“beech seal” to the naked back — Vermont Commemorative Silver Half Dollar Coin

Today, the Vermont Commemorative Silver Half Dollar Coin remembers the New York Assembly assigning reward bounties on Vermonters 242 years ago.

From the History of Vermont, Natural, Civil and Statistical, by Zadock Thompson, published in 1853:


During the protracted controversy in which these men acted so prominent a part, there had been, up to this time, frequent attempts to arrest it and bring it to an amicable settlement.

Orders from the crown had likewise been often given to New York to suspend further prosecutions and make no more grants of the lands in dispute till his Majesty’s further pleasure should be known respecting them.

But in despite of royal orders and the remonstrances of the settlers on the grants, New York continued to assert and to endeavor to enforce her claims, and the repeated but vain attempts at reconciliation, served only to embitter the resentment of the contending parties and produce a state of hostility more decided and alarming.

The affairs of the inhabitants of the grants appear to have been managed during this period by committees appointed in the several towns, and who met in convention as occasion required, to adopt measures for the common defense and welfare.

The resolutions and decrees of these conventions were regarded as the law of the land, and their infraction was always punished with exemplary severity.

The punishment most frequently inflicted was the application of the “beech seal” to the naked back, and banishment from the grants.

## Stated goal A
Identify every row that contains the string "center", and copy each of those rows.

Rows from a pointing dataset
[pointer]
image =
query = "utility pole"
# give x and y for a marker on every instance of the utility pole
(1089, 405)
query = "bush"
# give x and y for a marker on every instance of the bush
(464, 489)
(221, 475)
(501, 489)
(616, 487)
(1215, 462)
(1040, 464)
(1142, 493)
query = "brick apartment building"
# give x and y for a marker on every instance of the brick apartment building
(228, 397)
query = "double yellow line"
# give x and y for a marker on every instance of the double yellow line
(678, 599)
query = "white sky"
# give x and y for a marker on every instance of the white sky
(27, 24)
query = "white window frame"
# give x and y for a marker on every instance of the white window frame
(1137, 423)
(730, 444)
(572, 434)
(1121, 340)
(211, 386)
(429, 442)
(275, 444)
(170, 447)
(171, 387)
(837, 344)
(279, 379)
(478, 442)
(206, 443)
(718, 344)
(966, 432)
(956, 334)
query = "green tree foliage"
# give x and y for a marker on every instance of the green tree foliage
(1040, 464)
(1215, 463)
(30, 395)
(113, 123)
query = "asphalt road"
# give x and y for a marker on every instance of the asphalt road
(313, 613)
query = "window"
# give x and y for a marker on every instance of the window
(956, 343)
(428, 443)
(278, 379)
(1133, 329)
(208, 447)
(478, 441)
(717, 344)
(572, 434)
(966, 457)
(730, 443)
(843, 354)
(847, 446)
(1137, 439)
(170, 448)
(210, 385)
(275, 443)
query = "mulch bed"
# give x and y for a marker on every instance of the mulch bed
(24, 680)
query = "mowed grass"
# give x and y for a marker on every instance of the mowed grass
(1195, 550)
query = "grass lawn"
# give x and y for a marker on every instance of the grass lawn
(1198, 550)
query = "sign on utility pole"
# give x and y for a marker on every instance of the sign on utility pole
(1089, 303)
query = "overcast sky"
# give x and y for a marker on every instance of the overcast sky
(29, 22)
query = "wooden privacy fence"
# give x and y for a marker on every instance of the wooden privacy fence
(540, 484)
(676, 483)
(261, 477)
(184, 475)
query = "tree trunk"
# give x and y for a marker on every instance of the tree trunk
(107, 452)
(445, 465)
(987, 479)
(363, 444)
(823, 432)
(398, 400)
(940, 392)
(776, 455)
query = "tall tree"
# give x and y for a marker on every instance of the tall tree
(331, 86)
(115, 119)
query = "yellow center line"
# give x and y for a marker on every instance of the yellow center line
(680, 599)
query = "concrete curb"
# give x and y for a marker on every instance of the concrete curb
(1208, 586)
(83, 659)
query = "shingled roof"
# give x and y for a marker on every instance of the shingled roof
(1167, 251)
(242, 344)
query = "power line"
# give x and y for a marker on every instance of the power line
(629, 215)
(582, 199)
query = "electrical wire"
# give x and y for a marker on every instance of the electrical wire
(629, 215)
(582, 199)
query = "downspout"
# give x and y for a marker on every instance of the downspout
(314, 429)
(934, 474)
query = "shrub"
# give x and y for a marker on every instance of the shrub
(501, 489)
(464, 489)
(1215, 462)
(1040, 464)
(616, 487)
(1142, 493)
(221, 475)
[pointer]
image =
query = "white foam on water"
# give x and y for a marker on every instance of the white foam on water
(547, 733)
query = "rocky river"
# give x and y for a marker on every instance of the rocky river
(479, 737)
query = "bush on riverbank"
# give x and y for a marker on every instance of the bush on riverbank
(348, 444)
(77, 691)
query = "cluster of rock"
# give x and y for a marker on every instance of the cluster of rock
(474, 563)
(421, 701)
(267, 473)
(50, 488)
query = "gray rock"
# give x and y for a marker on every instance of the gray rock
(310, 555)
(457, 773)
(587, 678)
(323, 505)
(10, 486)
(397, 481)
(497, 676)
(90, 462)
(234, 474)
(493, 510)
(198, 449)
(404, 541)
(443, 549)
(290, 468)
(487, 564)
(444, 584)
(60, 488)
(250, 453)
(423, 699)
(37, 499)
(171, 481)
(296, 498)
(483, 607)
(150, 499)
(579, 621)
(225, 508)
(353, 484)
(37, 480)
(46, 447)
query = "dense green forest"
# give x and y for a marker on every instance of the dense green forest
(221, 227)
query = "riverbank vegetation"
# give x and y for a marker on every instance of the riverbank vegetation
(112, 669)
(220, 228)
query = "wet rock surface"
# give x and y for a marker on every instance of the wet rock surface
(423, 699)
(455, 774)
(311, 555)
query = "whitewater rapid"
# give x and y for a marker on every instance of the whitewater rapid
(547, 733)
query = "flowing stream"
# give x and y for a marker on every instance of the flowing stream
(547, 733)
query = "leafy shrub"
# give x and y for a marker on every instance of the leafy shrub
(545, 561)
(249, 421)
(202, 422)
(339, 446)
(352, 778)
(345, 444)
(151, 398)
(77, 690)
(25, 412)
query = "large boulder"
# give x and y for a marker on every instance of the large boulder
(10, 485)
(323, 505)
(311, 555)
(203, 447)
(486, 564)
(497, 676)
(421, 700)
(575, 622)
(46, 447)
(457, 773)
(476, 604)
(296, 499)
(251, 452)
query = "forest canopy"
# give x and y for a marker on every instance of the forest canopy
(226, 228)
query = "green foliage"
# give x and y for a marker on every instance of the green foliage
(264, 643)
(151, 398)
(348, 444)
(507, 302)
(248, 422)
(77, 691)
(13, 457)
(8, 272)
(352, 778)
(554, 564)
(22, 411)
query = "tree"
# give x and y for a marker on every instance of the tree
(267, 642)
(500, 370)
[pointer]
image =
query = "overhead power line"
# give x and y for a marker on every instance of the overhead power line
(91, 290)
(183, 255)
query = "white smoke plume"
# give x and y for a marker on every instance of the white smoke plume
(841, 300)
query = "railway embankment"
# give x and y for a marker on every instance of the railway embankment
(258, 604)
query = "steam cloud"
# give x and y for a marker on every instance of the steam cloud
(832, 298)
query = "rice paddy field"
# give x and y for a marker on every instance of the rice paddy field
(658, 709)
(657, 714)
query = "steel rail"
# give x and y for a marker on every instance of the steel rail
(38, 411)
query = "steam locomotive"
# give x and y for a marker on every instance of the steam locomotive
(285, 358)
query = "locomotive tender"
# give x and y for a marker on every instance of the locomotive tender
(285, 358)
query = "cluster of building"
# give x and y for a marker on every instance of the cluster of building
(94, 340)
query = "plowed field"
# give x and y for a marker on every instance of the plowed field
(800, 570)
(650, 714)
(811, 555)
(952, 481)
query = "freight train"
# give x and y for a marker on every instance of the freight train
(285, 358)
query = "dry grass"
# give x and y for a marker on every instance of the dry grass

## Stated goal B
Print the stretch of the Vermont passage from "But in despite" through "from the grants.".

## Task output A
query = "yellow center line"
# give x and y for a marker on every instance of the yellow center line

## Task output B
But in despite of royal orders and the remonstrances of the settlers on the grants, New York continued to assert and to endeavor to enforce her claims, and the repeated but vain attempts at reconciliation, served only to embitter the resentment of the contending parties and produce a state of hostility more decided and alarming.

The affairs of the inhabitants of the grants appear to have been managed during this period by committees appointed in the several towns, and who met in convention as occasion required, to adopt measures for the common defense and welfare.

The resolutions and decrees of these conventions were regarded as the law of the land, and their infraction was always punished with exemplary severity.

The punishment most frequently inflicted was the application of the “beech seal” to the naked back, and banishment from the grants.